◆ EXERCISE INSTRUCTIONS
**a.** Reproduce the roller-joint passage word for word, starting with "From the following" and going on through "in the art.".
**b.** In the preferred embodiment described in the roller-joint passage, what kind of elements are the additional elements or holding elements?

◆ DOCUMENT TEXT
========================================
As far as the contents at the shoulder elements are concerned, the 
expression "friction reducing surfaces" applies the same as previously 
mentioned with reference to the additional elements and holding elements 
themselves to which the shoulder elements may preferably be integrally 
connected. 
In a preferred embodiment, the additional elements or holding elements are 
radially resilient annular elements. The elements are distributed around 
the circumference of, or through internal tension, secured to the roller 
carrier. However, the shoulder elements may also be provided separately 
from the additional elements or holding elements at the roller carrier and 
may be independently inserted or clamped on. 
From the following detailed description taken in conjunction with the 
accompanying drawings and subjoined claims, other objects and advantages 
of the present invention will become apparent to those skilled in the art.

DETAILED DESCRIPTION OF THE PREFERRED EMBODIMENT 
Below, FIGS. 1 through 3 will be described together to the extent that they 
include identical elements, which have been given the same reference 
numbers. 
FIGS. 1 through 3 each show a substantially annular inner joint part 11 
with circumferentially distributed radial cylindrical arms 12. An outer 
joint part 13 with circumferentially distributed recesses 14 engages the 
arms 12. Roller assemblies are provided on the arms 12.
========================================
◆ DATA BLOCK
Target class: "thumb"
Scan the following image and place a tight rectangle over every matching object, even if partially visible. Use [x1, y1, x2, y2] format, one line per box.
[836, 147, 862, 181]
========================================
◆ REPLIES
**a.**
From the following detailed description taken in conjunction with the 
accompanying drawings and subjoined claims, other objects and advantages 
of the present invention will become apparent to those skilled in the art.

**b.** They are radially resilient annular elements.